Put each line of the material below into a Markdown table with the columns No. and Text, numbering the rows and leaving out blank lines.
____
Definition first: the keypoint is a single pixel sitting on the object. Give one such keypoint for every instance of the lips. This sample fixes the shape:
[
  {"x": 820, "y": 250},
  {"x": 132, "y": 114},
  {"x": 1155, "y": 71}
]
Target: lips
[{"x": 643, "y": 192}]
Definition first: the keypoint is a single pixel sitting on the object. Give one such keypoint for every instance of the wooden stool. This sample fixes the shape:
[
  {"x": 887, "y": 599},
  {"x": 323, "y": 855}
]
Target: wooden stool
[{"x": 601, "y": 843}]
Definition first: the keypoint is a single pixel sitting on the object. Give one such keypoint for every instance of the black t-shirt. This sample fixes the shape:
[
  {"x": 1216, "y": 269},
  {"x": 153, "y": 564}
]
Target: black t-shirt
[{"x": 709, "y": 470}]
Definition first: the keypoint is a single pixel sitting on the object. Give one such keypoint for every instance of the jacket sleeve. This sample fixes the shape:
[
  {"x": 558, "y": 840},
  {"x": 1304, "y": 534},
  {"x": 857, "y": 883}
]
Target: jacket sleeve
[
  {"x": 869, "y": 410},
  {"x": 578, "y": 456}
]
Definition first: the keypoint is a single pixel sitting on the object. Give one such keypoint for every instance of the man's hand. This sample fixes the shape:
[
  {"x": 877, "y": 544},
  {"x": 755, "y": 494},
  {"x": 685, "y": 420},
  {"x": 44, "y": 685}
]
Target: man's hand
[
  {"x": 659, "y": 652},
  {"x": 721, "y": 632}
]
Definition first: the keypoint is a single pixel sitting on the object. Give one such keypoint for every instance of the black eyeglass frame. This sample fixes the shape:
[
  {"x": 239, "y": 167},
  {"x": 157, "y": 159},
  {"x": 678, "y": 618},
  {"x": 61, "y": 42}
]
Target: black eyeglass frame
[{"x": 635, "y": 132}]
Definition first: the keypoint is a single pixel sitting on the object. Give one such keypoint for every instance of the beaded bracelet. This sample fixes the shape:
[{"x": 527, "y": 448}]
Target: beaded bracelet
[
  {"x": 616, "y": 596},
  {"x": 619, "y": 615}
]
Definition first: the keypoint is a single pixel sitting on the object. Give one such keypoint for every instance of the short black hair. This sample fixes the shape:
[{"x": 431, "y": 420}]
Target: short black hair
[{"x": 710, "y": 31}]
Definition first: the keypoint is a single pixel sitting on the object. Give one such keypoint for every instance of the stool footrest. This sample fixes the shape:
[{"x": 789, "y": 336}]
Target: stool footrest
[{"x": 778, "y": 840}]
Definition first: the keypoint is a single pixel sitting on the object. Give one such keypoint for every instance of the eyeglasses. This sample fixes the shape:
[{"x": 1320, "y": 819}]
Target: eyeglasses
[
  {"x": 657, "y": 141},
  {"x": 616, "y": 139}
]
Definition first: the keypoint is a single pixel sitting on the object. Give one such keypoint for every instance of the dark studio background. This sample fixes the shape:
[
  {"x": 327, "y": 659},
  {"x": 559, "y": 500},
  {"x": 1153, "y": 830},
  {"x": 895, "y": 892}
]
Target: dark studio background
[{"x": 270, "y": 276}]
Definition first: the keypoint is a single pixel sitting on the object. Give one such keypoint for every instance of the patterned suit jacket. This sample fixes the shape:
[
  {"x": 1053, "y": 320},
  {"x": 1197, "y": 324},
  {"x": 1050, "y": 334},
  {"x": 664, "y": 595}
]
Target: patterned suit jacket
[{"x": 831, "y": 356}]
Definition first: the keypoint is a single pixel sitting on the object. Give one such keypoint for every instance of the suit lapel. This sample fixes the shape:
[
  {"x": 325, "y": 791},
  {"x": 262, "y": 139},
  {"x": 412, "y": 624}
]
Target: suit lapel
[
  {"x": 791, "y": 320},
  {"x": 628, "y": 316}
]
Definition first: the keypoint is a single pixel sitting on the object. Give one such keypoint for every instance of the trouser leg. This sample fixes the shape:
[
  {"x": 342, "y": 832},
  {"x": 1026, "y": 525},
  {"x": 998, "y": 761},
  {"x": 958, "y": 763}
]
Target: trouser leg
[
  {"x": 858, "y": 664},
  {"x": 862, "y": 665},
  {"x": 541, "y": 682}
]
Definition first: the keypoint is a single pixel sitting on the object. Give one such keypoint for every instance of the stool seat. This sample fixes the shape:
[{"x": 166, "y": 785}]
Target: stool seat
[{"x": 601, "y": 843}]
____
WRITTEN RESPONSE:
| No. | Text |
|---|---|
| 1 | Definition first: the keypoint is a single pixel sitting on the object. Give one such keypoint for every instance of the lips. This sample fixes the shape: |
| 2 | [ |
| 3 |   {"x": 820, "y": 250}, |
| 4 |   {"x": 132, "y": 114}, |
| 5 |   {"x": 1155, "y": 71} |
| 6 | ] |
| 7 | Target: lips |
| 8 | [{"x": 643, "y": 192}] |
| 9 | Definition first: the keypoint is a single pixel sitting on the object. Give one such keypoint for every instance of the wooden stool. This sample fixes the shape: |
| 10 | [ |
| 11 |   {"x": 887, "y": 599}, |
| 12 |   {"x": 323, "y": 855} |
| 13 | ] |
| 14 | Target: wooden stool |
| 15 | [{"x": 601, "y": 843}] |
| 16 | Definition first: the keypoint is a single pixel sitting on the object. Give one such keypoint for every instance of the black t-shirt. This sample fixes the shape: |
| 17 | [ |
| 18 |   {"x": 1216, "y": 269}, |
| 19 |   {"x": 153, "y": 564} |
| 20 | ] |
| 21 | Target: black t-shirt |
| 22 | [{"x": 709, "y": 470}] |
| 23 | Definition first: the keypoint is a single pixel sitting on the object. Give one such keypoint for every instance of the jacket sleeve. This sample fixes the shape: |
| 24 | [ |
| 25 |   {"x": 558, "y": 840}, |
| 26 |   {"x": 1304, "y": 534}, |
| 27 |   {"x": 857, "y": 883} |
| 28 | ] |
| 29 | Target: jacket sleeve |
| 30 | [ |
| 31 |   {"x": 869, "y": 410}, |
| 32 |   {"x": 578, "y": 456} |
| 33 | ] |
| 34 | Definition first: the keypoint is a single pixel sitting on the object. Give one such keypoint for every instance of the man's hand. This sample fixes the shape: |
| 35 | [ |
| 36 |   {"x": 877, "y": 544}, |
| 37 |   {"x": 755, "y": 494}, |
| 38 |   {"x": 685, "y": 420}, |
| 39 |   {"x": 44, "y": 685} |
| 40 | ] |
| 41 | Target: man's hand |
| 42 | [ |
| 43 |   {"x": 659, "y": 652}, |
| 44 |   {"x": 721, "y": 632} |
| 45 | ] |
| 46 | Definition first: the keypoint is a single pixel sitting on the object. Give one such keypoint for every instance of the black eyeglass frame. This sample fixes the shape: |
| 47 | [ |
| 48 |   {"x": 239, "y": 167}, |
| 49 |   {"x": 157, "y": 159}, |
| 50 |   {"x": 678, "y": 618}, |
| 51 |   {"x": 61, "y": 42} |
| 52 | ] |
| 53 | Target: black eyeglass frame |
| 54 | [{"x": 635, "y": 132}] |
| 55 | Definition first: the keypoint is a single pixel sitting on the object. Give one such keypoint for every instance of the beaded bracelet. This sample fixes the shape: |
| 56 | [{"x": 527, "y": 448}] |
| 57 | Target: beaded bracelet |
| 58 | [ |
| 59 |   {"x": 616, "y": 596}, |
| 60 |   {"x": 619, "y": 615} |
| 61 | ] |
| 62 | Definition first: the keypoint is a single pixel sitting on the object. Give one such keypoint for every instance of the short black hair. This sample fixes the shape: |
| 63 | [{"x": 431, "y": 420}] |
| 64 | Target: short black hair |
| 65 | [{"x": 710, "y": 31}] |
| 66 | Definition first: the keypoint is a single pixel sitting on the object. Give one such keypoint for every instance of the stool footrest. This sample fixes the shape: |
| 67 | [{"x": 789, "y": 336}] |
| 68 | Target: stool footrest |
| 69 | [{"x": 778, "y": 840}] |
| 70 | Definition first: the keypoint is a single pixel sitting on the object. Give one such keypoint for every instance of the eyeglasses. This sample fixes the shape: |
| 71 | [{"x": 1320, "y": 819}] |
| 72 | Target: eyeglasses |
| 73 | [ |
| 74 |   {"x": 657, "y": 141}, |
| 75 |   {"x": 616, "y": 139} |
| 76 | ] |
| 77 | Definition first: the keypoint is a single pixel sitting on the object. Give one such keypoint for every instance of the dark studio background. This sample fixes the shape: |
| 78 | [ |
| 79 |   {"x": 327, "y": 659}, |
| 80 |   {"x": 559, "y": 500}, |
| 81 |   {"x": 1153, "y": 830}, |
| 82 |   {"x": 895, "y": 892} |
| 83 | ] |
| 84 | Target: dark studio background |
| 85 | [{"x": 270, "y": 276}] |
| 86 | Definition first: the keypoint is a single pixel sitting on the object. Give one such keypoint for every instance of the patterned suit jacket. This sample fixes the shape: |
| 87 | [ |
| 88 |   {"x": 1053, "y": 320}, |
| 89 |   {"x": 1197, "y": 324}, |
| 90 |   {"x": 1050, "y": 334}, |
| 91 |   {"x": 664, "y": 595} |
| 92 | ] |
| 93 | Target: patterned suit jacket |
| 94 | [{"x": 831, "y": 356}] |
| 95 | Definition first: the keypoint is a single pixel sitting on the object. Give one such keypoint for every instance of the suit lapel. This sample fixes the shape: |
| 96 | [ |
| 97 |   {"x": 325, "y": 791}, |
| 98 |   {"x": 262, "y": 139}, |
| 99 |   {"x": 412, "y": 624} |
| 100 | ] |
| 101 | Target: suit lapel |
| 102 | [ |
| 103 |   {"x": 791, "y": 320}, |
| 104 |   {"x": 628, "y": 316} |
| 105 | ] |
| 106 | Definition first: the keypoint is a single pixel sitting on the object. Give one such keypoint for every instance of the trouser leg. This sample fixes the shape: |
| 107 | [ |
| 108 |   {"x": 342, "y": 832}, |
| 109 |   {"x": 1026, "y": 525}, |
| 110 |   {"x": 998, "y": 761}, |
| 111 |   {"x": 958, "y": 763} |
| 112 | ] |
| 113 | Target: trouser leg |
| 114 | [ |
| 115 |   {"x": 858, "y": 664}, |
| 116 |   {"x": 862, "y": 665}, |
| 117 |   {"x": 541, "y": 682} |
| 118 | ] |
| 119 | Definition first: the keypoint is a single pixel sitting on the object. Give one such keypoint for every instance of the stool seat. This sample fixes the shape: |
| 120 | [{"x": 166, "y": 785}] |
| 121 | Target: stool seat |
| 122 | [{"x": 601, "y": 843}] |